- EXERCISE INSTRUCTIONS -
Reproduce the listing below without the pictures, keeping every request line as it is and shifting each coordinate in the answer points by -120.
━━━━━━━━
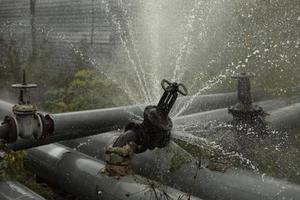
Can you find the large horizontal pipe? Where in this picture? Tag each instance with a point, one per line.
(77, 130)
(12, 190)
(173, 166)
(5, 109)
(81, 176)
(224, 116)
(93, 145)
━━━━━━━━
- EXERCISE RESPONSE -
Can you find the large horizontal pipe? Where in this picture? Tag each instance with a point, one per line.
(-43, 10)
(-108, 70)
(53, 46)
(-115, -11)
(-39, 56)
(104, -4)
(-27, 25)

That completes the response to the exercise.